**WHAT YOU SHOULD DO**
Copy out each line in the items below that contains the string "branch".

**ENTRIES SHOWN**
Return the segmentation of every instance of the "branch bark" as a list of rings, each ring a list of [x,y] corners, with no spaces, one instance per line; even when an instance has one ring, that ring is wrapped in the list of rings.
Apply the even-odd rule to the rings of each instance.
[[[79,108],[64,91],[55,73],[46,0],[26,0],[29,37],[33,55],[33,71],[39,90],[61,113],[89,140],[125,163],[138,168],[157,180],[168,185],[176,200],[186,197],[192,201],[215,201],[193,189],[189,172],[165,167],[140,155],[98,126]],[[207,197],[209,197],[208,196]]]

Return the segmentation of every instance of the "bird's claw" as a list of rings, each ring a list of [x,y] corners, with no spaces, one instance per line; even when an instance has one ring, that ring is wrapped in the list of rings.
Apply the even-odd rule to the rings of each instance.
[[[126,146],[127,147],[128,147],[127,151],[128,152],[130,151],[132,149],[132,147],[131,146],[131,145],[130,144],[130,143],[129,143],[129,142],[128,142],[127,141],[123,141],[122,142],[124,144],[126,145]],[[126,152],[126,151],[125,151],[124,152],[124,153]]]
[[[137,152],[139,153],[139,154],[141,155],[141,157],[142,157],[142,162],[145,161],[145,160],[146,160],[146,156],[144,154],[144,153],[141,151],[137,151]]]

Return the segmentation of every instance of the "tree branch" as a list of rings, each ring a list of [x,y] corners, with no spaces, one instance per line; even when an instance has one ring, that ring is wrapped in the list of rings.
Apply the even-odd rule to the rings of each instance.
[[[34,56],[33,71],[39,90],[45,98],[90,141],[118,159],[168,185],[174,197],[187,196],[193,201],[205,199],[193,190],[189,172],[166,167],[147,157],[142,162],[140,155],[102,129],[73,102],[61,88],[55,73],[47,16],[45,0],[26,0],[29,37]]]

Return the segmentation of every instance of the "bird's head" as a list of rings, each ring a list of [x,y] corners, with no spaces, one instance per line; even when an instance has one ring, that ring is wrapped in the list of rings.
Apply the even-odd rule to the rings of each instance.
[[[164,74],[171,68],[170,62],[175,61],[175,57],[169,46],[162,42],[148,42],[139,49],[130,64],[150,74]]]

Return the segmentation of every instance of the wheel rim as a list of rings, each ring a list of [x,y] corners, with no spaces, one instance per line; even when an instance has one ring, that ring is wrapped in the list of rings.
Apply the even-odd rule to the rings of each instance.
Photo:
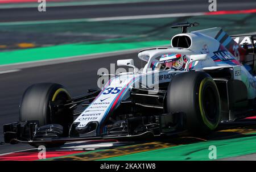
[[[214,122],[218,108],[213,89],[209,86],[207,86],[204,90],[203,97],[203,108],[205,116],[209,121]]]

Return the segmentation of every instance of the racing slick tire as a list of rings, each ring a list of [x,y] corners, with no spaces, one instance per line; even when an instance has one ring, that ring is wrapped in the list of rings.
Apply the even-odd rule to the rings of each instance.
[[[60,104],[71,99],[71,96],[61,85],[52,83],[40,83],[32,85],[23,94],[19,108],[19,120],[37,120],[39,127],[50,124],[58,124],[63,127],[63,136],[68,136],[69,126],[73,122],[73,111],[69,108],[53,111],[50,103]],[[32,146],[44,145],[56,147],[63,142],[30,144]]]
[[[189,134],[207,134],[218,126],[220,95],[213,78],[205,72],[175,75],[168,88],[167,103],[168,112],[185,114],[185,128]]]

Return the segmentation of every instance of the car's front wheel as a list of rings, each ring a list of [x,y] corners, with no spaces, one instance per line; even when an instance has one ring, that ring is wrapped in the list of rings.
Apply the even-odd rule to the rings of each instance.
[[[63,127],[61,136],[68,136],[69,127],[73,122],[73,111],[69,108],[59,107],[51,109],[50,103],[56,106],[71,99],[66,89],[61,85],[52,83],[34,84],[25,91],[20,104],[20,121],[36,120],[39,127],[50,124],[57,124]],[[31,144],[38,146],[44,145],[48,147],[60,146],[57,144]]]

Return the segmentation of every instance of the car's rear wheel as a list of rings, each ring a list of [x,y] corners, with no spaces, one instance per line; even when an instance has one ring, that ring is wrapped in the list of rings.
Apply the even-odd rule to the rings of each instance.
[[[214,130],[220,118],[220,99],[212,78],[203,72],[176,75],[170,83],[167,107],[170,113],[184,112],[189,133]]]
[[[51,108],[71,99],[68,92],[61,85],[52,83],[34,84],[25,91],[20,105],[20,121],[37,120],[39,127],[58,124],[63,127],[61,136],[68,136],[69,127],[73,122],[73,111],[68,108]],[[63,143],[31,144],[32,146],[58,146]]]

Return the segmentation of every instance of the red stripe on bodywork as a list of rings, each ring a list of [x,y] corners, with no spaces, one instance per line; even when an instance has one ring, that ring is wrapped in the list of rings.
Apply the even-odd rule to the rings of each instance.
[[[84,151],[47,151],[46,156],[46,158],[49,158],[82,152],[84,152]],[[39,152],[13,153],[0,156],[0,161],[39,160],[38,153]]]

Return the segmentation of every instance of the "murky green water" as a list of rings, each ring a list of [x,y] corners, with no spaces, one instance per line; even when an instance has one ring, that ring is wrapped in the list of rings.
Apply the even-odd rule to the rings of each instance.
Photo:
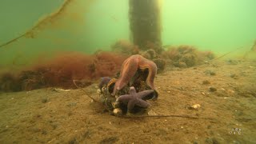
[[[0,44],[31,30],[63,2],[1,1]],[[255,5],[254,0],[162,0],[162,45],[192,45],[218,53],[242,46],[240,52],[245,52],[256,38]],[[62,14],[35,30],[34,38],[1,47],[1,65],[14,59],[24,65],[59,50],[110,50],[117,40],[130,38],[128,11],[128,0],[70,1]]]

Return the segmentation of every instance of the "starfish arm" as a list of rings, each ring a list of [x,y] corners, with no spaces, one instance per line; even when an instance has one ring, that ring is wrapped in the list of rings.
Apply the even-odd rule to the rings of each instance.
[[[136,94],[136,90],[134,86],[130,88],[130,95],[135,95]]]
[[[143,98],[146,97],[151,93],[154,93],[154,90],[147,90],[141,91],[139,93],[137,93],[136,97],[139,99],[142,99]]]
[[[126,94],[126,95],[121,95],[120,97],[118,97],[117,98],[117,101],[118,102],[122,102],[122,103],[128,103],[128,102],[130,102],[131,99],[133,98],[133,97],[131,95],[129,94]]]
[[[148,106],[150,106],[149,102],[142,99],[137,99],[135,105],[143,108],[147,108]]]
[[[134,100],[129,101],[127,105],[127,109],[129,112],[130,112],[134,108],[135,103],[136,103],[136,101]]]
[[[136,57],[130,57],[126,59],[121,69],[120,77],[118,79],[117,82],[114,85],[114,90],[112,95],[115,94],[115,91],[117,90],[121,90],[123,86],[125,86],[134,77],[138,70],[138,61],[136,60]]]

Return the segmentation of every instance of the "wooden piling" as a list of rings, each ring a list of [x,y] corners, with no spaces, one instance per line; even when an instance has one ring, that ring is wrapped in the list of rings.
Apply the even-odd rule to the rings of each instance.
[[[142,50],[162,50],[160,1],[129,0],[131,39]]]

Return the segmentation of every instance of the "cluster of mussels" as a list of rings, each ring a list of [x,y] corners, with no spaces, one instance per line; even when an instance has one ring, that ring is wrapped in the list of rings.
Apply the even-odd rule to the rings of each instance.
[[[102,78],[98,85],[101,102],[115,115],[143,111],[150,106],[146,100],[158,96],[154,86],[156,73],[154,62],[139,54],[130,56],[116,76]]]

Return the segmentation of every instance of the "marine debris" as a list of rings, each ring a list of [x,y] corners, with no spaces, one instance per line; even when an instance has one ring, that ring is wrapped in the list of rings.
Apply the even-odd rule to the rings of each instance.
[[[198,51],[191,46],[182,45],[170,46],[166,51],[162,52],[162,57],[166,59],[169,65],[186,68],[205,63],[214,59],[214,54],[211,51]]]
[[[124,61],[119,74],[110,81],[106,78],[107,85],[102,85],[106,78],[100,81],[101,102],[114,114],[136,111],[136,106],[146,108],[149,103],[146,100],[158,96],[154,85],[156,74],[154,62],[138,54],[130,56]]]
[[[115,82],[112,95],[115,95],[116,90],[122,89],[130,81],[131,78],[135,75],[138,69],[142,70],[148,70],[149,74],[146,82],[152,90],[154,90],[154,79],[157,74],[156,64],[139,54],[136,54],[130,56],[123,62],[120,77]]]
[[[123,104],[127,105],[128,112],[131,112],[135,106],[138,106],[140,107],[147,108],[150,106],[149,102],[145,101],[146,96],[150,94],[153,94],[153,90],[147,90],[144,91],[141,91],[136,93],[136,90],[134,86],[130,88],[129,94],[120,95],[116,100],[116,105],[119,102],[122,102]]]

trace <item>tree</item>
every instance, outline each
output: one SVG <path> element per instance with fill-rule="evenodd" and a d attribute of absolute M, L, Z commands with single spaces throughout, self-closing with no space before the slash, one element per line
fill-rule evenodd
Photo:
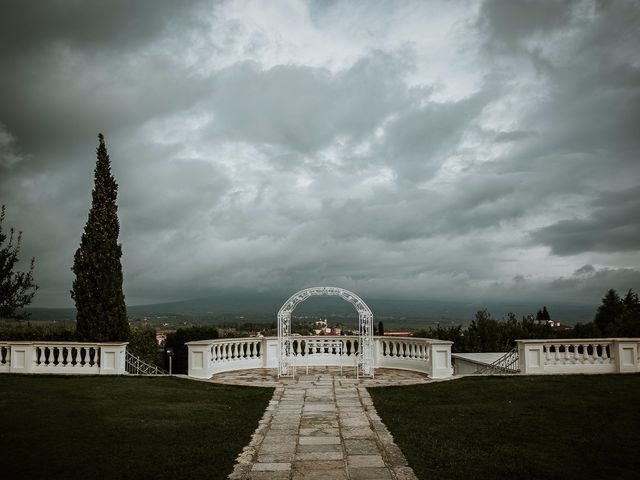
<path fill-rule="evenodd" d="M 625 337 L 640 336 L 640 298 L 632 289 L 629 289 L 622 300 L 622 321 L 617 332 Z"/>
<path fill-rule="evenodd" d="M 33 281 L 33 269 L 35 258 L 31 259 L 31 265 L 26 272 L 14 272 L 16 264 L 20 261 L 20 244 L 22 232 L 18 232 L 17 238 L 13 228 L 9 235 L 3 233 L 5 206 L 0 209 L 0 318 L 24 318 L 26 313 L 16 315 L 16 310 L 31 303 L 38 286 Z M 5 241 L 9 239 L 5 245 Z M 14 243 L 15 240 L 15 243 Z"/>
<path fill-rule="evenodd" d="M 76 330 L 81 340 L 119 341 L 129 336 L 122 291 L 122 246 L 116 197 L 118 184 L 102 134 L 91 209 L 71 270 L 76 275 L 71 298 L 76 303 Z"/>
<path fill-rule="evenodd" d="M 623 312 L 624 305 L 620 296 L 613 288 L 610 289 L 602 299 L 602 304 L 598 307 L 594 319 L 602 335 L 617 335 Z"/>

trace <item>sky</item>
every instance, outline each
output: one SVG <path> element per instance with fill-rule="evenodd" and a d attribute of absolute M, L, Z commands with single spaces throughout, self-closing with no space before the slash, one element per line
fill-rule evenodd
<path fill-rule="evenodd" d="M 72 306 L 98 133 L 129 305 L 640 290 L 636 1 L 19 1 L 0 203 Z"/>

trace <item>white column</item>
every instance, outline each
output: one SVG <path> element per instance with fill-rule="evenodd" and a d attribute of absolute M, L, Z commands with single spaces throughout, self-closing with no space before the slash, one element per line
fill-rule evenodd
<path fill-rule="evenodd" d="M 264 337 L 262 340 L 262 366 L 278 367 L 278 337 Z"/>
<path fill-rule="evenodd" d="M 447 378 L 453 375 L 451 367 L 451 344 L 453 342 L 438 342 L 430 345 L 429 376 L 431 378 Z"/>
<path fill-rule="evenodd" d="M 518 366 L 523 375 L 544 373 L 544 345 L 542 343 L 527 343 L 526 340 L 516 340 L 518 343 Z"/>
<path fill-rule="evenodd" d="M 30 342 L 11 344 L 11 373 L 31 373 L 33 370 L 34 348 Z"/>
<path fill-rule="evenodd" d="M 211 346 L 209 341 L 187 342 L 189 353 L 187 355 L 187 374 L 195 378 L 211 378 Z"/>
<path fill-rule="evenodd" d="M 616 373 L 640 372 L 637 339 L 614 340 L 611 353 L 615 357 Z"/>
<path fill-rule="evenodd" d="M 100 349 L 100 375 L 124 375 L 127 345 L 129 345 L 128 342 L 98 345 Z"/>

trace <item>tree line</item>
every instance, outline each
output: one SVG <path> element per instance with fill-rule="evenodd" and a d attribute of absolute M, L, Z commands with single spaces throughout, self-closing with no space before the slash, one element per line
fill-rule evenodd
<path fill-rule="evenodd" d="M 476 312 L 467 327 L 437 325 L 420 329 L 414 336 L 452 341 L 454 352 L 507 352 L 516 346 L 516 340 L 529 338 L 640 337 L 640 301 L 633 290 L 620 297 L 610 289 L 602 298 L 593 321 L 556 327 L 549 320 L 551 316 L 546 307 L 538 311 L 535 319 L 529 315 L 521 320 L 513 313 L 496 319 L 485 309 Z"/>

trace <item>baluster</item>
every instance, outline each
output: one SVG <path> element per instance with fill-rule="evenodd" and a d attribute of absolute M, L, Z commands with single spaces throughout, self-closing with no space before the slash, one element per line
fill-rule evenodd
<path fill-rule="evenodd" d="M 571 363 L 580 363 L 580 359 L 578 357 L 578 347 L 579 344 L 574 343 L 573 345 L 571 345 L 571 348 L 573 349 L 573 355 L 571 355 Z"/>

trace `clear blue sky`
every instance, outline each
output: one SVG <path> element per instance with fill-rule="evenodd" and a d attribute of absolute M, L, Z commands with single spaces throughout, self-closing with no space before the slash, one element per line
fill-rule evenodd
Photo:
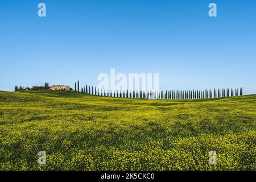
<path fill-rule="evenodd" d="M 256 1 L 224 1 L 1 0 L 0 90 L 97 86 L 115 68 L 159 73 L 160 89 L 256 93 Z"/>

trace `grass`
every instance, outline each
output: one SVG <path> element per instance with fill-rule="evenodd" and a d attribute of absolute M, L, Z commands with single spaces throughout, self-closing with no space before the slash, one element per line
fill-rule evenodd
<path fill-rule="evenodd" d="M 0 170 L 256 170 L 255 106 L 0 92 Z"/>

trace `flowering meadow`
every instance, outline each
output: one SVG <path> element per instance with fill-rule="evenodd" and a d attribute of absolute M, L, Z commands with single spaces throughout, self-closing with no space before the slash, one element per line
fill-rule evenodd
<path fill-rule="evenodd" d="M 256 95 L 0 92 L 0 170 L 256 170 Z"/>

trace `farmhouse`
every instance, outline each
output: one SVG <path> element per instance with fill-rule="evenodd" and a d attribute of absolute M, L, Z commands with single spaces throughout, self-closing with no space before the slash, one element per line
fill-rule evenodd
<path fill-rule="evenodd" d="M 50 87 L 52 90 L 70 90 L 70 87 L 65 85 L 52 85 Z"/>

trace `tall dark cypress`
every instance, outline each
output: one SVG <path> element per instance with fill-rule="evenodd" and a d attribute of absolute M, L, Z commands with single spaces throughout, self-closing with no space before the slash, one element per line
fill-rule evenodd
<path fill-rule="evenodd" d="M 77 92 L 79 92 L 79 81 L 77 81 Z"/>

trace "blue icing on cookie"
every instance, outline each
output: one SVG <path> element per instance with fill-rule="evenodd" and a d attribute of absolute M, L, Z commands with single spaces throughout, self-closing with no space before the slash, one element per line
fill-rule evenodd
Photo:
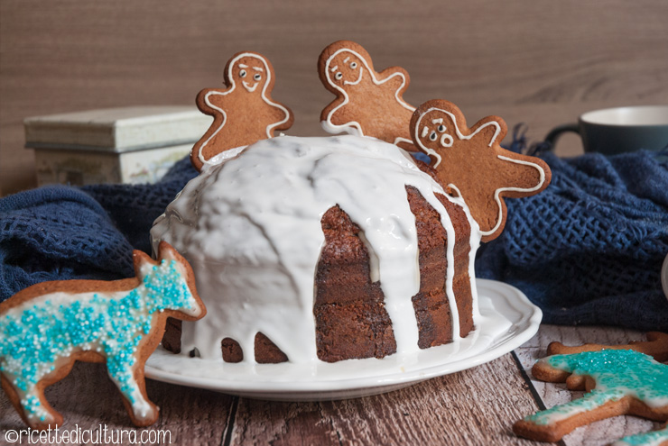
<path fill-rule="evenodd" d="M 134 289 L 51 293 L 39 305 L 29 301 L 0 316 L 0 371 L 23 394 L 21 403 L 29 418 L 45 420 L 48 412 L 35 386 L 75 350 L 106 357 L 109 376 L 131 405 L 141 398 L 133 366 L 153 314 L 191 310 L 195 303 L 175 260 L 163 259 L 146 269 Z"/>
<path fill-rule="evenodd" d="M 580 399 L 527 416 L 535 424 L 551 424 L 606 403 L 633 396 L 650 407 L 668 405 L 668 366 L 630 350 L 603 350 L 542 360 L 574 375 L 589 376 L 596 388 Z"/>

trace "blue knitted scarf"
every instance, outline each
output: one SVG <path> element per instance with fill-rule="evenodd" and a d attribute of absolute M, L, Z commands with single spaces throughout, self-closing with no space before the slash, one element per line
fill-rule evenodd
<path fill-rule="evenodd" d="M 506 200 L 506 230 L 478 277 L 523 290 L 543 322 L 668 331 L 659 271 L 668 253 L 668 166 L 656 153 L 543 155 L 538 196 Z M 186 158 L 155 185 L 46 187 L 0 199 L 0 301 L 30 285 L 133 275 L 132 250 L 197 172 Z"/>

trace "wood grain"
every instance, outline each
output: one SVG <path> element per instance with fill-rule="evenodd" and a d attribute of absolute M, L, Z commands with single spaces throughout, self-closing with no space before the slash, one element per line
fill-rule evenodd
<path fill-rule="evenodd" d="M 320 403 L 242 398 L 230 444 L 533 444 L 510 428 L 535 408 L 508 354 L 365 398 Z"/>
<path fill-rule="evenodd" d="M 339 39 L 362 43 L 379 69 L 405 68 L 408 102 L 525 123 L 533 141 L 587 110 L 668 103 L 668 3 L 655 0 L 0 0 L 0 194 L 34 185 L 23 118 L 191 105 L 242 49 L 273 61 L 291 134 L 322 134 L 332 96 L 315 64 Z M 580 147 L 572 136 L 558 151 Z"/>
<path fill-rule="evenodd" d="M 121 402 L 120 393 L 107 375 L 103 364 L 77 363 L 67 378 L 46 389 L 45 396 L 62 414 L 65 419 L 63 429 L 79 427 L 99 432 L 102 432 L 101 426 L 106 426 L 108 432 L 162 430 L 169 432 L 173 444 L 199 446 L 222 442 L 232 396 L 151 379 L 146 380 L 146 392 L 149 398 L 160 406 L 161 413 L 157 423 L 144 429 L 133 425 Z M 26 427 L 2 393 L 0 445 L 9 444 L 4 433 L 10 429 L 18 431 Z"/>
<path fill-rule="evenodd" d="M 633 330 L 541 325 L 538 334 L 517 349 L 516 353 L 526 373 L 531 377 L 531 368 L 536 360 L 546 356 L 547 346 L 552 341 L 572 346 L 587 342 L 626 344 L 629 341 L 645 340 L 642 333 Z M 547 408 L 568 403 L 583 395 L 583 392 L 569 390 L 565 384 L 543 383 L 533 379 L 532 385 Z M 603 446 L 626 435 L 657 429 L 659 425 L 658 423 L 634 416 L 616 416 L 576 429 L 563 438 L 563 443 L 565 446 Z"/>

**ANSWER TO THIS PROBLEM**
Return the segmentation of every instance of the "branch bark" as a list of rings, each ring a list of [x,y] corners, with no spaces, one instance per line; even when an instance has one ring, that ring is wrapped in the list of rings.
Return the segmentation of every instance of the "tree branch" as a list of rings, each ring a list of [x,y] corners, with no spaces, one instance per line; even when an instance has one ring, that ring is wrapped in the list of rings.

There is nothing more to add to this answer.